- _TASK INSTRUCTIONS_: Each entry must be restated word for word.

- _DATA UNDER STUDY_:
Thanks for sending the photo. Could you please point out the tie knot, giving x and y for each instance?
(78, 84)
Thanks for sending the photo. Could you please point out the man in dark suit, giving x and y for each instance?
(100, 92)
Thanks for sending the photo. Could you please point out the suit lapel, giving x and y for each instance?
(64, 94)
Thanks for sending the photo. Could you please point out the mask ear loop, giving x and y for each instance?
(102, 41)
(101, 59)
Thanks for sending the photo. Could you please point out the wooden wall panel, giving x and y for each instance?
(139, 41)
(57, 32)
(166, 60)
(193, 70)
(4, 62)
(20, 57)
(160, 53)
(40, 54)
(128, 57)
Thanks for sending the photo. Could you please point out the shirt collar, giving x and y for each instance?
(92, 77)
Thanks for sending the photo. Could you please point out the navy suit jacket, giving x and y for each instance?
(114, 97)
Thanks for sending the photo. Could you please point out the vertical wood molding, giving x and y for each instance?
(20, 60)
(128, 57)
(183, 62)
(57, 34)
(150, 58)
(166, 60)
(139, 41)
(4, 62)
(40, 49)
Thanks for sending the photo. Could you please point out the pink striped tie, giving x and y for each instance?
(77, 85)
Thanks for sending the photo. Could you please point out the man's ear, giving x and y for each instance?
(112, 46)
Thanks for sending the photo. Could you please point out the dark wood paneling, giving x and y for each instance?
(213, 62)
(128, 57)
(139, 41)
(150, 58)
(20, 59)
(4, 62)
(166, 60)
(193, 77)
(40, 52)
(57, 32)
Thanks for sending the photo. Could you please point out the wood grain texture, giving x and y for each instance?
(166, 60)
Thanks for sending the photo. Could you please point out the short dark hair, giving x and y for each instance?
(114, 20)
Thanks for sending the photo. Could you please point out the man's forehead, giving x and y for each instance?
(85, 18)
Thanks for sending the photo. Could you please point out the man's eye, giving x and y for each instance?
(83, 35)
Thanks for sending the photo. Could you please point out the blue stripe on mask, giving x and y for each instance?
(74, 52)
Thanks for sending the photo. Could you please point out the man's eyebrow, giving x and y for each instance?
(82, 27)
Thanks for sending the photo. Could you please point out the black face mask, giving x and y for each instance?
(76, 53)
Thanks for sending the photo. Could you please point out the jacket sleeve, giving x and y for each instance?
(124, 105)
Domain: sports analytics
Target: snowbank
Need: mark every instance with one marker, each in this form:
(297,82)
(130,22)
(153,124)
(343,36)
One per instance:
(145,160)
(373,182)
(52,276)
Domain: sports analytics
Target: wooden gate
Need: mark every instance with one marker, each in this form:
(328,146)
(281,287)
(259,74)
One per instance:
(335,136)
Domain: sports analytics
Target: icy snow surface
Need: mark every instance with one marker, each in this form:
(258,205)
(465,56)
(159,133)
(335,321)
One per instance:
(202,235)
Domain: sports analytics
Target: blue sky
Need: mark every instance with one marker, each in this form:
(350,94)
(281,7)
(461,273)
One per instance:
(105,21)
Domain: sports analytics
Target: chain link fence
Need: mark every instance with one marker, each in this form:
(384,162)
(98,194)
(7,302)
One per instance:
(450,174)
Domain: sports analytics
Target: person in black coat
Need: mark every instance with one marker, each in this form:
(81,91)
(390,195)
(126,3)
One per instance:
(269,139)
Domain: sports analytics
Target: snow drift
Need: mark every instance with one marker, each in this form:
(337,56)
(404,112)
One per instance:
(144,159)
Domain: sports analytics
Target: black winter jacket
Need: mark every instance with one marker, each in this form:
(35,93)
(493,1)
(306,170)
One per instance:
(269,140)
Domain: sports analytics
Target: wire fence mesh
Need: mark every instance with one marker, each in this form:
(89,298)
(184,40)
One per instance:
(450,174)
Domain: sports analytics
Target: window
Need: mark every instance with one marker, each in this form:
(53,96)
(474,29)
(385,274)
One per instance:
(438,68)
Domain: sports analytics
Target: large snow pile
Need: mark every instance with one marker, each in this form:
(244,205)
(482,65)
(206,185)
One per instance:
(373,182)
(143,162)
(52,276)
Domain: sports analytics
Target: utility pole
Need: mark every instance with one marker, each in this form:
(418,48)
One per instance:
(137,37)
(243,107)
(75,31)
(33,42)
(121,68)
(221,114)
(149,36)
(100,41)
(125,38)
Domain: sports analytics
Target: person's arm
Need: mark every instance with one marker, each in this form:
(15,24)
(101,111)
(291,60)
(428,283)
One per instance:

- _YOUR SOLUTION_:
Thanks for sending the photo. Could you please point out the tie knot, giving x and y for each instance?
(78, 84)
Thanks for sending the photo. Could you please point out the man in dark suit, giving x and y for each instance?
(100, 92)
Thanks for sending the photo. Could you please point out the suit lapel, giving x and y for each instance?
(64, 94)
Thanks for sending the photo. Could you please point out the mask ear loop, giving x and y for each instance?
(102, 41)
(101, 59)
Thanks for sending the photo. Could you please point out the wooden wall panel, giving x and y for each instance?
(139, 41)
(57, 32)
(166, 60)
(193, 70)
(4, 62)
(20, 57)
(160, 53)
(40, 54)
(128, 57)
Thanks for sending the photo. Could you please point out the shirt collar, giving x and y for each instance?
(92, 77)
Thanks for sending the photo. Could you please point out the navy suit jacket, giving x and y for each instance?
(114, 97)
Thanks for sending the photo. Could you please point out the vertical wood molding, giving x and y for each instance?
(20, 60)
(128, 57)
(183, 62)
(57, 34)
(150, 58)
(166, 60)
(139, 41)
(4, 62)
(40, 49)
Thanks for sending the photo. Could you please point out the pink striped tie, giving x and y for each instance?
(77, 85)
Thanks for sending the photo. Could you please point out the man's ear, giving x and y for each instance?
(112, 46)
Thanks for sending the photo. Could you please point out the dark wood paneling, giving x and y for each instance?
(213, 62)
(128, 57)
(139, 41)
(150, 58)
(20, 59)
(4, 62)
(166, 60)
(193, 77)
(40, 52)
(57, 32)
Thanks for sending the photo. Could you please point out the wood grain texture, giving x and y for each instance?
(166, 60)
Thanks for sending the photo. Could you please point out the short dark hair, giving x and y for each instance?
(114, 20)
Thanks for sending the photo. Could you please point out the man's forehead, giving x and y for each instance?
(85, 18)
Thanks for sending the photo. Could you please point out the man's eye, giving x and y for each instance?
(83, 35)
Thanks for sending the photo. Could you please point out the blue stripe on mask, giving x and y for each instance?
(74, 52)
Thanks for sending the photo. Could you please point out the man's eyebrow, giving x and y for each instance?
(82, 27)
Thanks for sending the photo. Could you please point out the black face mask, giving x and y for each instance?
(76, 53)
Thanks for sending the photo. Could you please point out the jacket sleeve, giving x and y for each instance?
(124, 105)
Domain: sports analytics
Target: snowbank
Need: mark every instance with one marker, each in this form:
(297,82)
(130,22)
(153,124)
(343,36)
One per instance:
(145,160)
(373,182)
(52,276)
Domain: sports analytics
Target: wooden gate
Need: mark every instance with one marker, each in this form:
(328,146)
(281,287)
(259,74)
One per instance:
(335,136)
Domain: sports analytics
Target: icy snow surface
Need: mark every instance with one marker, each in this form:
(258,205)
(465,56)
(159,133)
(335,321)
One per instance:
(202,235)
Domain: sports analytics
Target: blue sky
Need: mark every instance with one marker, each in this form:
(350,94)
(281,7)
(461,273)
One per instance:
(105,21)
Domain: sports analytics
Target: chain link fence
Need: mark every instance with one marker, each in this form:
(384,162)
(98,194)
(7,302)
One per instance:
(450,174)
Domain: sports analytics
Target: person in black coat
Need: mark every instance with one marker, each in this form:
(81,91)
(390,195)
(126,3)
One per instance:
(269,139)
Domain: sports analytics
Target: snow drift
Need: mark every instance with one marker, each in this form:
(337,56)
(404,112)
One per instance:
(144,159)
Domain: sports analytics
Target: black winter jacket
Need: mark every instance with one marker, each in this form:
(35,93)
(493,1)
(306,170)
One per instance:
(269,140)
Domain: sports analytics
Target: wire fence mesh
Need: mark every instance with one marker, each in this form:
(89,298)
(184,40)
One per instance:
(450,174)
Domain: sports analytics
Target: window
Need: mark every instance with one marker, each in this form:
(53,96)
(474,29)
(385,274)
One per instance:
(438,68)
Domain: sports analytics
Target: large snow pile
Need: mark every instance with one marker, each in this form:
(244,205)
(482,65)
(206,185)
One per instance:
(373,182)
(143,162)
(52,276)
Domain: sports analytics
Target: utility pole
Need: mark every instance with one marker, each in this form:
(418,48)
One per instance:
(137,37)
(243,107)
(75,31)
(33,42)
(121,68)
(221,114)
(149,36)
(100,41)
(125,38)
Domain: sports analytics
Target: person's arm
Need: mark every instance with one marker, each in this form:
(15,24)
(101,111)
(291,60)
(428,283)
One per instance:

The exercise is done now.